SUPPLIED RECORDS:
· · ·

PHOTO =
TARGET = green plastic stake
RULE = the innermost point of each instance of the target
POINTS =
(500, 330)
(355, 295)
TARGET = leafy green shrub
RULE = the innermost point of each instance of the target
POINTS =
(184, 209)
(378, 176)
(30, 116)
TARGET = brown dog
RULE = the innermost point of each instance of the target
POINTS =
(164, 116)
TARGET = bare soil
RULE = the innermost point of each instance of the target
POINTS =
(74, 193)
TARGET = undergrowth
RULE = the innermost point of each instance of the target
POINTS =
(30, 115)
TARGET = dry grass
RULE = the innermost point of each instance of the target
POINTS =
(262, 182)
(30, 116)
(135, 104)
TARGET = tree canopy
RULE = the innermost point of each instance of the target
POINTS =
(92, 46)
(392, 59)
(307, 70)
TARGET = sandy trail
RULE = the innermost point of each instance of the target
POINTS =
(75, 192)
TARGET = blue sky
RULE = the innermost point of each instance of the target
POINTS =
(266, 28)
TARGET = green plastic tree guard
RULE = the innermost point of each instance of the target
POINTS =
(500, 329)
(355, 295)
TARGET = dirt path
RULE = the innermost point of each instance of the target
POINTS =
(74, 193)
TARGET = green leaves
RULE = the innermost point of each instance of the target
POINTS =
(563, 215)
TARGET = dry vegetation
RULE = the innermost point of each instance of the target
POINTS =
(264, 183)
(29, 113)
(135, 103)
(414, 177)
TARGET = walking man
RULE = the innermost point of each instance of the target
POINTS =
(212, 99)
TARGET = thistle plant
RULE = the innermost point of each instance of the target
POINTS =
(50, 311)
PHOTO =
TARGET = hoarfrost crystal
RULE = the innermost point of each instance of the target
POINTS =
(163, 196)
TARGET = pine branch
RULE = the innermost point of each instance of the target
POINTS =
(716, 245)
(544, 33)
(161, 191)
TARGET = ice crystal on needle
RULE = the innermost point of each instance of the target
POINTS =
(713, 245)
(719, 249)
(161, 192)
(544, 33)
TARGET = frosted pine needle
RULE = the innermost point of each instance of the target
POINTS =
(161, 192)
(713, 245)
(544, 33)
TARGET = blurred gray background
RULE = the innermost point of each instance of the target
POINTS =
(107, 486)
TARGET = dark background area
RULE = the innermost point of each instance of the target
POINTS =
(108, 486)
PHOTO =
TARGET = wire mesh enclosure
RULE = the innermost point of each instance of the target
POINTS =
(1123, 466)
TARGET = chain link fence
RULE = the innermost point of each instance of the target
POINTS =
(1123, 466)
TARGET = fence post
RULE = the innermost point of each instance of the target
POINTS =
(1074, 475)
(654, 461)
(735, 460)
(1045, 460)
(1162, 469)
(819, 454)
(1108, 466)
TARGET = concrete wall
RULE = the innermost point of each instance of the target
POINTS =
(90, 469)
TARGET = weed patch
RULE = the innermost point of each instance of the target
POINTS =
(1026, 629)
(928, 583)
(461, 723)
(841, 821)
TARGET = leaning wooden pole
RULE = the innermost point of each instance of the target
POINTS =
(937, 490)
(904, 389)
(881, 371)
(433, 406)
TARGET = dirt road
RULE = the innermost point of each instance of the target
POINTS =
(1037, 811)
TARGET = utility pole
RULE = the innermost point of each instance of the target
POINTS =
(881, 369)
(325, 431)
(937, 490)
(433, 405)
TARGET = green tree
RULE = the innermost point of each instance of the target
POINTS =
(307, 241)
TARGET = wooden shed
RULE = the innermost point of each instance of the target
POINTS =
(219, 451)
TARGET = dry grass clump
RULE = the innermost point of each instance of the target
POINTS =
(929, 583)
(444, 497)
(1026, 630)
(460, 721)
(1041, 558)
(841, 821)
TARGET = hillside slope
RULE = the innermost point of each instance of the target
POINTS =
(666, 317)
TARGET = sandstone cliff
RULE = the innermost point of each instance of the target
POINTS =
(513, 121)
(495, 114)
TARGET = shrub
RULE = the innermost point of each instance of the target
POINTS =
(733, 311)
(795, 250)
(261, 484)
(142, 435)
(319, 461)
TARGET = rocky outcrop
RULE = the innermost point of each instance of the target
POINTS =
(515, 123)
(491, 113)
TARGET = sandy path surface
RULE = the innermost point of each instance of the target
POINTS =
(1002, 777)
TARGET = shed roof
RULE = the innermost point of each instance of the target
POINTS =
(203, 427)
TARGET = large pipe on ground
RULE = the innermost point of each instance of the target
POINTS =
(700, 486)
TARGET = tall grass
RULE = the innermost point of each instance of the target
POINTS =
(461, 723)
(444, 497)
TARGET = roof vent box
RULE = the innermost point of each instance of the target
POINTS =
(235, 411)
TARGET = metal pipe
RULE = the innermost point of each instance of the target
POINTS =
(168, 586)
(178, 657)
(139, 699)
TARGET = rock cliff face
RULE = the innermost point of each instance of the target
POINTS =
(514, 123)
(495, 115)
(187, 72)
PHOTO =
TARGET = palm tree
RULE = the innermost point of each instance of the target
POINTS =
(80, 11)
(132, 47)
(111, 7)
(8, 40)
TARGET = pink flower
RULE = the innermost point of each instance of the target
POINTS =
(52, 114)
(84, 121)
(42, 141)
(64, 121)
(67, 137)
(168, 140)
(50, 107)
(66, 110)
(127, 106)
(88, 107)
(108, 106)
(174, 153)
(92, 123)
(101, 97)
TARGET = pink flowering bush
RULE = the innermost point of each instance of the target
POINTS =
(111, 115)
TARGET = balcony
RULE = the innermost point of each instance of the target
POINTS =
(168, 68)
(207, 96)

· · ·

PROBLEM: Output the listing above without altering a single character.

THE RESULT:
PHOTO =
TARGET = green plastic stake
RULE = the innermost point of each instance of the target
POINTS =
(500, 330)
(355, 295)
TARGET = leafy green shrub
RULE = the innermost point of each instance of the target
POINTS =
(184, 209)
(378, 176)
(30, 116)
TARGET = brown dog
RULE = the innermost point of each instance of the target
POINTS =
(164, 116)
TARGET = bare soil
RULE = the innermost point of each instance of the target
POINTS =
(74, 193)
TARGET = undergrowth
RULE = the innermost point of each instance of the target
POINTS =
(30, 115)
TARGET = dry grass
RULE = the innermost point of each instance of the target
POINTS =
(262, 182)
(30, 116)
(135, 104)
TARGET = tree canopy
RULE = the innermost point of each instance of the target
POINTS =
(92, 46)
(392, 59)
(307, 70)
TARGET = sandy trail
RULE = the innermost point of each instance of the target
POINTS =
(75, 192)
TARGET = blue sky
RULE = the innermost point of each instance of the target
POINTS =
(266, 28)
TARGET = green plastic tree guard
RULE = the innermost point of each instance of the target
POINTS =
(500, 329)
(355, 295)
TARGET = dirt path
RULE = the innermost point of each instance of the target
POINTS =
(74, 193)
TARGET = green leaves
RULE = the innermost point of each instance of the target
POINTS =
(563, 215)
TARGET = dry vegetation
RULE = the innermost point of each instance of the target
POINTS =
(264, 183)
(29, 113)
(135, 103)
(414, 177)
TARGET = walking man
RULE = the innermost point of each instance of the target
POINTS =
(212, 99)
TARGET = thistle plant
RULE = the innermost point of each instance of the target
POINTS =
(50, 311)
PHOTO =
TARGET = hoarfrost crystal
RULE = the innermost point of each instance of the target
POINTS =
(163, 196)
TARGET = pine branch
RULE = the innermost point of each instance of the target
POINTS =
(716, 245)
(544, 33)
(161, 191)
TARGET = ice crystal on needle
RULE = the innermost point of each instance of the target
POINTS =
(713, 245)
(719, 249)
(161, 192)
(544, 33)
TARGET = frosted pine needle
RULE = the innermost point of each instance of the target
POINTS =
(161, 192)
(713, 245)
(544, 33)
TARGET = blurred gray background
RULE = the innermost point of each instance of the target
POINTS =
(107, 486)
TARGET = dark background area
RULE = the innermost point of each instance of the target
POINTS =
(108, 486)
PHOTO =
TARGET = wire mesh enclosure
RULE = the innermost point of each instance of the target
POINTS =
(1123, 466)
TARGET = chain link fence
RULE = the innermost point of each instance of the target
POINTS =
(1123, 466)
TARGET = fence post
RULE = the innermost point of each instance of the target
POINTS =
(1074, 475)
(654, 461)
(735, 460)
(1045, 460)
(1162, 469)
(819, 454)
(1108, 466)
TARGET = concrete wall
RULE = the innermost point of each instance of the target
POINTS =
(90, 469)
TARGET = weed patch
RULE = the innermost point of each instance of the target
POINTS =
(1026, 629)
(928, 583)
(461, 723)
(841, 821)
TARGET = leaning wooden pole
RULE = the innermost point of each instance of the target
POINTS =
(937, 490)
(904, 389)
(881, 371)
(433, 406)
TARGET = dirt road
RULE = the innermost point of each instance of the target
POINTS =
(1037, 811)
TARGET = utility pole
RULE = the innermost point of each instance of the target
POINTS =
(881, 369)
(325, 431)
(937, 490)
(433, 405)
TARGET = green tree
RULE = the innermost point of each instance of the target
POINTS =
(307, 241)
TARGET = wooden shed
RULE = the innermost point of each instance of the target
POINTS =
(219, 451)
TARGET = dry grass clump
RULE = the innermost point of each instance of the target
POINTS =
(929, 583)
(444, 497)
(1026, 630)
(460, 721)
(1041, 558)
(841, 821)
TARGET = hillside slope
RULE = the innermost point of each instance of the target
POINTS =
(666, 317)
TARGET = sandstone cliff
RULE = the innermost point of each instance of the target
POINTS =
(513, 121)
(495, 114)
TARGET = shrub
RULE = the innermost point of each instance of the target
POINTS =
(733, 311)
(795, 250)
(261, 484)
(142, 435)
(319, 461)
TARGET = rocky outcrop
RULE = the innermost point of each instance of the target
POINTS =
(515, 123)
(491, 113)
TARGET = sandy path surface
RULE = the innermost point of each instance of the target
POINTS =
(1002, 777)
TARGET = shed roof
RULE = the innermost point of each instance of the target
POINTS =
(203, 427)
TARGET = large pipe on ground
RULE = the innermost point of each instance of the target
POINTS =
(700, 486)
TARGET = tall grass
RULE = the innermost point of each instance of the target
POINTS =
(461, 723)
(444, 497)
TARGET = roof vent box
RULE = the innermost point of each instance of the target
POINTS =
(235, 411)
TARGET = metal pipe
RULE = the innermost point of each instance of the target
POINTS =
(168, 586)
(178, 657)
(139, 699)
TARGET = rock cliff face
RULE = the innermost point of each instance of the target
POINTS =
(514, 123)
(495, 115)
(187, 72)
PHOTO =
TARGET = palm tree
RULE = the innermost point of each instance of the target
POINTS =
(80, 11)
(132, 47)
(111, 7)
(8, 40)
TARGET = pink flower
RULE = the innermost point of each instance of the target
POINTS =
(52, 114)
(84, 121)
(42, 141)
(64, 121)
(67, 137)
(168, 140)
(50, 107)
(66, 110)
(127, 106)
(88, 107)
(108, 106)
(174, 153)
(92, 123)
(101, 97)
TARGET = pink flowering bush
RULE = the innermost point of each instance of the target
POINTS =
(111, 115)
TARGET = balcony
RULE = the innermost point of each instance of the target
POINTS =
(168, 68)
(207, 96)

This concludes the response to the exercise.